**Provided entries**:

[START]

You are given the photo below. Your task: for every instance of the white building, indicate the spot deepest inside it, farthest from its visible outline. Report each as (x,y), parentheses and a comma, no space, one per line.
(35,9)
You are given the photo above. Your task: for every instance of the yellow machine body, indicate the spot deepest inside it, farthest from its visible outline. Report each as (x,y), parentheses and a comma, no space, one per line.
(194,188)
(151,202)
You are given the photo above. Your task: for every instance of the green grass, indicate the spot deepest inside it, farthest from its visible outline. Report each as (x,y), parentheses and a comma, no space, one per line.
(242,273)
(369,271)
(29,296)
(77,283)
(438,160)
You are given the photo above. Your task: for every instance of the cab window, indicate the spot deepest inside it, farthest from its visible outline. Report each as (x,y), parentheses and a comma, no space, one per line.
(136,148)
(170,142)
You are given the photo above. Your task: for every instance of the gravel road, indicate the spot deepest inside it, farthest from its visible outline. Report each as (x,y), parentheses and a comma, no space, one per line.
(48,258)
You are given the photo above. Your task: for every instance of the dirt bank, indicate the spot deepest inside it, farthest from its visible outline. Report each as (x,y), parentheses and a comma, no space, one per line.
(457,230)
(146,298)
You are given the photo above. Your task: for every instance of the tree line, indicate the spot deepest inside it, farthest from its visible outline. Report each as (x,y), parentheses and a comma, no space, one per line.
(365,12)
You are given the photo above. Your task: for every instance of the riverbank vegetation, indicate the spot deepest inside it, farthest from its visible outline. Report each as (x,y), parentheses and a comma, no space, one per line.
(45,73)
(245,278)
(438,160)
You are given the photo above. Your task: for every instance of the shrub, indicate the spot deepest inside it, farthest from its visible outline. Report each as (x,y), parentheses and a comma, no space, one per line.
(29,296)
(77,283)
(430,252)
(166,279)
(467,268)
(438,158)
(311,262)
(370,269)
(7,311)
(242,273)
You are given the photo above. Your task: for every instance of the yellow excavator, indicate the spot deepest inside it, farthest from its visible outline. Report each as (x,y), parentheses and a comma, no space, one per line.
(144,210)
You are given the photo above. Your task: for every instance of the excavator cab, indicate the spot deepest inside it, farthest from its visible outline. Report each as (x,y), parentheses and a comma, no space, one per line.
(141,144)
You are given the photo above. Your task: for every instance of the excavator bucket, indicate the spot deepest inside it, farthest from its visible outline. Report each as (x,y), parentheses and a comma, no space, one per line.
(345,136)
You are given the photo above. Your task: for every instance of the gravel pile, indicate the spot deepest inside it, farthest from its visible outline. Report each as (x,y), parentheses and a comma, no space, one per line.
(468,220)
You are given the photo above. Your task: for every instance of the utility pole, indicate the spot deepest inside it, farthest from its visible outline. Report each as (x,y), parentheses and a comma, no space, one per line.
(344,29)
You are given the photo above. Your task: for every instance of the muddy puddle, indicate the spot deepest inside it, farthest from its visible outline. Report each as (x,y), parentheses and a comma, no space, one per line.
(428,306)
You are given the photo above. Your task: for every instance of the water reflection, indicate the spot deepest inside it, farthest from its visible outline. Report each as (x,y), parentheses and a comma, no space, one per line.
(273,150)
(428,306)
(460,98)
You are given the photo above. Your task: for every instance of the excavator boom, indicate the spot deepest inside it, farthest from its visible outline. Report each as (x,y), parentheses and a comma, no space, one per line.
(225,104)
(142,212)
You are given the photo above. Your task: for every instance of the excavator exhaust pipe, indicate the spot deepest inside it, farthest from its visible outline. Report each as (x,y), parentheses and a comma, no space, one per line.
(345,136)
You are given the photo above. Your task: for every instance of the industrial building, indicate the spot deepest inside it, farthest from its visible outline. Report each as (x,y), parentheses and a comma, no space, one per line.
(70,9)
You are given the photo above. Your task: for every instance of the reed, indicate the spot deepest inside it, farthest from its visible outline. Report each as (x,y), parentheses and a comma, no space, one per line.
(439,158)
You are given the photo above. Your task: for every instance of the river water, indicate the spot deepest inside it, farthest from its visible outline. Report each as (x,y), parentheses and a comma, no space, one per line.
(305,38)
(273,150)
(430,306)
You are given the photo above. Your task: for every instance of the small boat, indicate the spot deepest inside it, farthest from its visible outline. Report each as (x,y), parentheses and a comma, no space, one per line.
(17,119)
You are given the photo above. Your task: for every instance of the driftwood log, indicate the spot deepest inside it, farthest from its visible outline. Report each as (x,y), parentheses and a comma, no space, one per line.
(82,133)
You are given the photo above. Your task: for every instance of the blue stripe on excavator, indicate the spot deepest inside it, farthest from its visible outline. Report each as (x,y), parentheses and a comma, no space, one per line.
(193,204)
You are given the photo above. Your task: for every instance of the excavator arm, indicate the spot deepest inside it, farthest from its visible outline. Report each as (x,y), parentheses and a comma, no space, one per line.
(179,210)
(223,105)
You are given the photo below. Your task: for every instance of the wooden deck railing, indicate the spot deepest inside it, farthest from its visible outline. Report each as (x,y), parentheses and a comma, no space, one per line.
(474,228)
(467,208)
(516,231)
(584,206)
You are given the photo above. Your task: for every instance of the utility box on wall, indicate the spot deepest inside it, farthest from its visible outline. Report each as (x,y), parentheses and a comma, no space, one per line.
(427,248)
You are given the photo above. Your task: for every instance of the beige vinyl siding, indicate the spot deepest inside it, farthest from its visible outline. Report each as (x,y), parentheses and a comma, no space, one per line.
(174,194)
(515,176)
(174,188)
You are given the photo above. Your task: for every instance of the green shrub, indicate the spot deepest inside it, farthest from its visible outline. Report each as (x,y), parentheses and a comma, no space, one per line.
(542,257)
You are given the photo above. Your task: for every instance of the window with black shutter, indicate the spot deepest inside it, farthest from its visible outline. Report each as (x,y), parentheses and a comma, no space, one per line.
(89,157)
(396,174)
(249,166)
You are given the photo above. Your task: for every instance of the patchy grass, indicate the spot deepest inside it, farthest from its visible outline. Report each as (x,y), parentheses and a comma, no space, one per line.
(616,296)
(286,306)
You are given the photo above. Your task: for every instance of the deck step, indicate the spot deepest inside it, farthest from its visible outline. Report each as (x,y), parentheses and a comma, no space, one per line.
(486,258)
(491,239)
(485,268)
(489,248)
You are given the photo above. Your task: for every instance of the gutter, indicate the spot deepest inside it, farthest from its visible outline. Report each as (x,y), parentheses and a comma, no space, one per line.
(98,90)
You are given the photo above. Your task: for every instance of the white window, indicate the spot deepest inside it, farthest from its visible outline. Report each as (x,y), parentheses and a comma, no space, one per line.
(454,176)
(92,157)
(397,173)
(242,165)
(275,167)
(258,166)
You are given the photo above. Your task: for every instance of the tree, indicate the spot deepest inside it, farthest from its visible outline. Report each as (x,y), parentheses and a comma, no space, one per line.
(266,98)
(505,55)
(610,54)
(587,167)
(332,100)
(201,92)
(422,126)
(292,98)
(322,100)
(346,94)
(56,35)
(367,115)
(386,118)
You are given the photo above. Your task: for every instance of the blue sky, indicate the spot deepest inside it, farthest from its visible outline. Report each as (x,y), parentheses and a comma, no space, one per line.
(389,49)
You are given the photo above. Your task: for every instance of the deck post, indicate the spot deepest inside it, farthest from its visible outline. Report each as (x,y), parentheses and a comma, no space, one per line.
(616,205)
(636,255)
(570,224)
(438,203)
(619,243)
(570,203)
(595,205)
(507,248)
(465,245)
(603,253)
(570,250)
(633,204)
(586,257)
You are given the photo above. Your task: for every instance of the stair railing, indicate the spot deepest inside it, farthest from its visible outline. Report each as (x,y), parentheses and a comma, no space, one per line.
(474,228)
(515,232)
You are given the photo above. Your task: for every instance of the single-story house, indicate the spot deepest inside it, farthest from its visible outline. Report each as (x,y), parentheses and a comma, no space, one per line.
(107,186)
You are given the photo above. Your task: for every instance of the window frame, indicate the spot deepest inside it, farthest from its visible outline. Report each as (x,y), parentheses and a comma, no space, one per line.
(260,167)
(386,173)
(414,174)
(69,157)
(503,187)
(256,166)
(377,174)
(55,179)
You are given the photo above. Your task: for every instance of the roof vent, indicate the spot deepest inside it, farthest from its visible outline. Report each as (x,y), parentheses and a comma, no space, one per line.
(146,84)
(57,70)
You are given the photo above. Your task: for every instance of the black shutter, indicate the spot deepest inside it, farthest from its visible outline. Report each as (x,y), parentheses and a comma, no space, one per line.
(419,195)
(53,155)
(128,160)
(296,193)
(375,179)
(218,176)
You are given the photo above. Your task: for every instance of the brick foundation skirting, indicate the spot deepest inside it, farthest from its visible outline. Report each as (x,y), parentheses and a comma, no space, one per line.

[END]

**Directions**: Output the stretch of the items above that opens with the line containing "of the single-story" and closes with the last line of the items as a Markdown table with a Row column for the row number and a Line column for the line itself. Skip any blank lines.

**Reply to the exercise**:
| Row | Line |
|---|---|
| 1 | You are given the photo above. Your task: for every instance of the single-story house, indicate the spot deepest inside it, farthest from its visible outline. Report each as (x,y), parentheses and a comma, no space, one per line. |
| 2 | (107,186) |
| 3 | You are given the photo above. Your task: for every instance of the window frame, indicate the spot deepest inside it, farthest from its visible outline. Report each as (x,y), parentheses and a comma, no space, one per line. |
| 4 | (260,167) |
| 5 | (386,173) |
| 6 | (414,174) |
| 7 | (69,157) |
| 8 | (503,187) |
| 9 | (256,166) |
| 10 | (377,174) |
| 11 | (55,179) |
| 12 | You are given the photo above. Your task: for every instance of the roof vent, indicate the spot deepest inside it, farthest from its visible outline. Report each as (x,y), parentheses and a comma, no space, one per line. |
| 13 | (146,84) |
| 14 | (57,70) |
| 15 | You are given the photo above. Your task: for every instance of the black shutter, indicate the spot deepest inside it, farthest from its visible outline. Report each as (x,y), parentheses and a comma, no space, one per line. |
| 16 | (419,195) |
| 17 | (53,155) |
| 18 | (128,160) |
| 19 | (296,193) |
| 20 | (375,179) |
| 21 | (218,176) |
| 22 | You are given the photo above. Your task: for every instance of the brick foundation skirting, indicate the spot deepest inside it, farthest from its visible outline. Report each as (x,y), parentheses and a comma, no space, one per line. |